### Problem details
Take the lines from the line containing "the taillight, each" through the end of the entries and output them exactly, with no pictures and nothing more.

### Records for processing
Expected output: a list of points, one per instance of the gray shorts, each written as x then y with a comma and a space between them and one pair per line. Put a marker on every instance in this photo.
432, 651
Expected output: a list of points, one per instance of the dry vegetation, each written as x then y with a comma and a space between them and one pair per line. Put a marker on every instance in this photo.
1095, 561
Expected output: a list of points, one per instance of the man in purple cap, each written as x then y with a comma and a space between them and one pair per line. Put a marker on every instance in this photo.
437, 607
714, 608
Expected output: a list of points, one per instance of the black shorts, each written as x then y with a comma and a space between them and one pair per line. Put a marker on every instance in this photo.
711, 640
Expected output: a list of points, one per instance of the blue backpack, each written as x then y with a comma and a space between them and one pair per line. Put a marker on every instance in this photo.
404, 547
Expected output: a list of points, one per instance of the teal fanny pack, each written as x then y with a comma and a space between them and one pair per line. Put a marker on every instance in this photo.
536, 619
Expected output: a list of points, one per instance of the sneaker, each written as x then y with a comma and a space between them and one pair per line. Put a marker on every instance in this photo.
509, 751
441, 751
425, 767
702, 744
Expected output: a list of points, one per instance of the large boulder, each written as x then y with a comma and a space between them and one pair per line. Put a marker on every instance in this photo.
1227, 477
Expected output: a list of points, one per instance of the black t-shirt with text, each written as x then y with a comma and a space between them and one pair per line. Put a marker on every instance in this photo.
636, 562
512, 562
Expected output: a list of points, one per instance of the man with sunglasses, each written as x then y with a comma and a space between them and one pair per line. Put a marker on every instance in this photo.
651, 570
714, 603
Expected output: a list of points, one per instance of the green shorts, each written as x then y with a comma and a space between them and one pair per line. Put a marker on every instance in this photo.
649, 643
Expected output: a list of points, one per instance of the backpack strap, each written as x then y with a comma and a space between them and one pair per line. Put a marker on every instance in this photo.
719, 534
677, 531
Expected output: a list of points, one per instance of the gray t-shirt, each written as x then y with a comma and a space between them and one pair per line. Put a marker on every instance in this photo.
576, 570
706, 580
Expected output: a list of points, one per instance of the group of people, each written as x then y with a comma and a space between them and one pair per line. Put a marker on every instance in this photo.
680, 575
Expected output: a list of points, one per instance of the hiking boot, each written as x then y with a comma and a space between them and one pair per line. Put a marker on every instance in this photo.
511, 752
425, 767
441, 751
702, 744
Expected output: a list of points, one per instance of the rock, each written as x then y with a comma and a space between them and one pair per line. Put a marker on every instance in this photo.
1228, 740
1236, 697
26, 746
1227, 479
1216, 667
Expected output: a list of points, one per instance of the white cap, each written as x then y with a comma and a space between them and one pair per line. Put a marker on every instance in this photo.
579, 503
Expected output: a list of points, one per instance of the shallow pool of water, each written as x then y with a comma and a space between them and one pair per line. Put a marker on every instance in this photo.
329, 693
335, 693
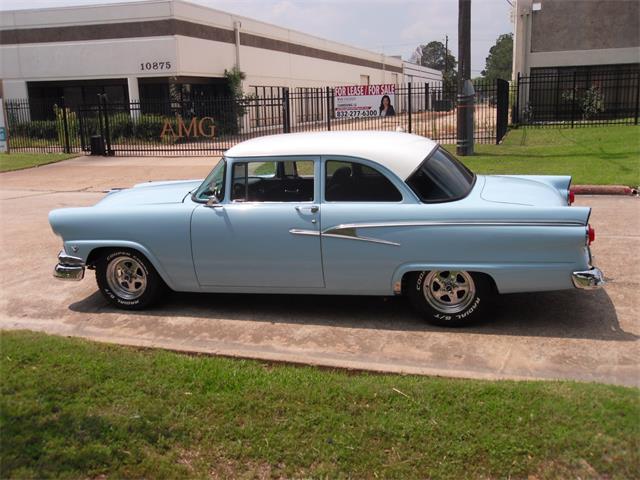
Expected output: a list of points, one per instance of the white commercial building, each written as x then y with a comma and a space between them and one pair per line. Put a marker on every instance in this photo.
149, 50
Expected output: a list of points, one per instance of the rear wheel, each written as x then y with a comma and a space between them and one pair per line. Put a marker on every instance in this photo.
128, 280
450, 298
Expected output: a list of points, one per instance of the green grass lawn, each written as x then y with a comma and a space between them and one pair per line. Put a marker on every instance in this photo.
76, 409
605, 155
18, 161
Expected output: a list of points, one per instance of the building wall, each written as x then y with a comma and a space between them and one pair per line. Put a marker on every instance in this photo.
575, 33
183, 39
563, 25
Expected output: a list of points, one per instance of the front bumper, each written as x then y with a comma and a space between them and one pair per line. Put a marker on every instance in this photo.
69, 268
588, 279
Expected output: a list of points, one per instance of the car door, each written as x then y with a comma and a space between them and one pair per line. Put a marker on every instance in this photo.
359, 256
265, 232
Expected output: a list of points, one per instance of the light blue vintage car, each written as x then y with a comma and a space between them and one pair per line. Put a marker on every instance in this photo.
348, 213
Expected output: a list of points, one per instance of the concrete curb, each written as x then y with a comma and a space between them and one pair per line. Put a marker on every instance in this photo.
603, 190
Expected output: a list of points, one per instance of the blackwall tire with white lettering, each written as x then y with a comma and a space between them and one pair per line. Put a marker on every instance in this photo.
128, 280
450, 298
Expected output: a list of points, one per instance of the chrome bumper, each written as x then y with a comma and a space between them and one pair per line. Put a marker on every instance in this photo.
69, 268
588, 279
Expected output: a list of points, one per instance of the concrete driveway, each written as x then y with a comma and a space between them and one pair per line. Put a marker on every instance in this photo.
590, 336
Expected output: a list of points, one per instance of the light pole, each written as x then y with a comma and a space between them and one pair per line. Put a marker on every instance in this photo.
466, 93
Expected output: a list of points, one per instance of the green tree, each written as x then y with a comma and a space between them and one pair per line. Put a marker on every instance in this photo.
435, 55
499, 61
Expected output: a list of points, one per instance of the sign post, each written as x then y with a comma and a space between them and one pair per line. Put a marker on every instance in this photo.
4, 144
364, 101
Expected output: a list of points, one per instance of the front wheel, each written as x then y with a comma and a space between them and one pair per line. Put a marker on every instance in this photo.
128, 280
450, 298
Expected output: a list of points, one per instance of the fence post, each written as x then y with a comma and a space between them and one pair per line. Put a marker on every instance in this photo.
286, 120
426, 97
328, 104
409, 105
107, 132
516, 119
637, 99
65, 127
573, 99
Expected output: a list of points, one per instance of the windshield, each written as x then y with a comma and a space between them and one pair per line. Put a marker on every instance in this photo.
441, 178
213, 184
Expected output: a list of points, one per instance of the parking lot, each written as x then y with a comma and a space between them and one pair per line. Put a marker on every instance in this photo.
589, 336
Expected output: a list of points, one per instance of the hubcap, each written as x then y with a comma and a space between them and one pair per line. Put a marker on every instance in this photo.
449, 291
126, 277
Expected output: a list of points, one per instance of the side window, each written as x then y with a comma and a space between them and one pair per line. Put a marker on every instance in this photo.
288, 181
353, 182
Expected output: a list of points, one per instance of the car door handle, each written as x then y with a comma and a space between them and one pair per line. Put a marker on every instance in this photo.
312, 209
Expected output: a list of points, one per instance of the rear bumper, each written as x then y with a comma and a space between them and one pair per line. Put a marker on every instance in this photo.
69, 268
588, 279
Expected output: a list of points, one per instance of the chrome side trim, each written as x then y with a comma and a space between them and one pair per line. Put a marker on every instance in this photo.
310, 233
363, 239
350, 233
588, 279
456, 223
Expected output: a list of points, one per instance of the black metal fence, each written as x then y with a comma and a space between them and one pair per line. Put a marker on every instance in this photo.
187, 127
577, 98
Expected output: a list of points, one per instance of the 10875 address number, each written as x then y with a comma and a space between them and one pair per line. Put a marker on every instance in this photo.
356, 114
144, 66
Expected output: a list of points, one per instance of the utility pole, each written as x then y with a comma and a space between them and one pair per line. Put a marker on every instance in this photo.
466, 94
446, 65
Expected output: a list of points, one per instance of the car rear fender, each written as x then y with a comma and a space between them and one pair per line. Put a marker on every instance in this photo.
562, 183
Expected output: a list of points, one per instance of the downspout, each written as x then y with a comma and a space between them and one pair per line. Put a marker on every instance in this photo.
236, 32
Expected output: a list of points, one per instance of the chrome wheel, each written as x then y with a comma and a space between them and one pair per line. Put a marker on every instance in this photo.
449, 291
126, 277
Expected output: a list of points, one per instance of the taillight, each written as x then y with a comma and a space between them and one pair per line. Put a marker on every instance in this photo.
591, 235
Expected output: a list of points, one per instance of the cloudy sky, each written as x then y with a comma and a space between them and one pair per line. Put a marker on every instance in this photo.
393, 27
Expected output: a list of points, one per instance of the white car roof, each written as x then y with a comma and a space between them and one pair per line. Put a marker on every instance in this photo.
400, 152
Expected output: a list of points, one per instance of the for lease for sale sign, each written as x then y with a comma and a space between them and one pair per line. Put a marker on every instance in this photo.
355, 101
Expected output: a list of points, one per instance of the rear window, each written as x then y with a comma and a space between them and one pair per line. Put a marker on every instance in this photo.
441, 178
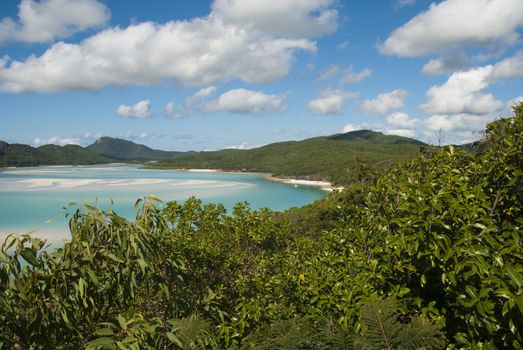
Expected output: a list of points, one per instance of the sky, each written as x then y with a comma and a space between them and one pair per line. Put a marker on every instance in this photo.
207, 75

### Answer to this exercise
Expected output: a list of points, one per instance of the taillight, each written as x then y with a comma and a space between them and one pair per line. Put a marker on every instance in this photo.
591, 235
Expected output: a list of points, one per instance of the cloudy sky, each written as x then y with a comma and a space between them and one pair per line. Put a marker on every instance in this photo.
393, 27
Expected output: a list of points, one per instance of the white car roof, each written as x then y with a comma and a space between them and one pair per line. Put a marker on every instance in this photo.
400, 152
Expected output: a list of points, one per instance of the for lease for sale sign, each written as x then y with a comma and a space between them and one pair per line. Put a marker on every instance in this photo.
355, 101
Expected output: a list of points, one per instance of the rear window, each written as x then y with a comma and a space between them and one pair per line. Put a marker on every instance in this photo.
441, 178
Expected output: a list of points, one per instance of the sky, each written as x then y with a comma and a space between them and one pair per line. Put a marker on every instance in this photo.
207, 75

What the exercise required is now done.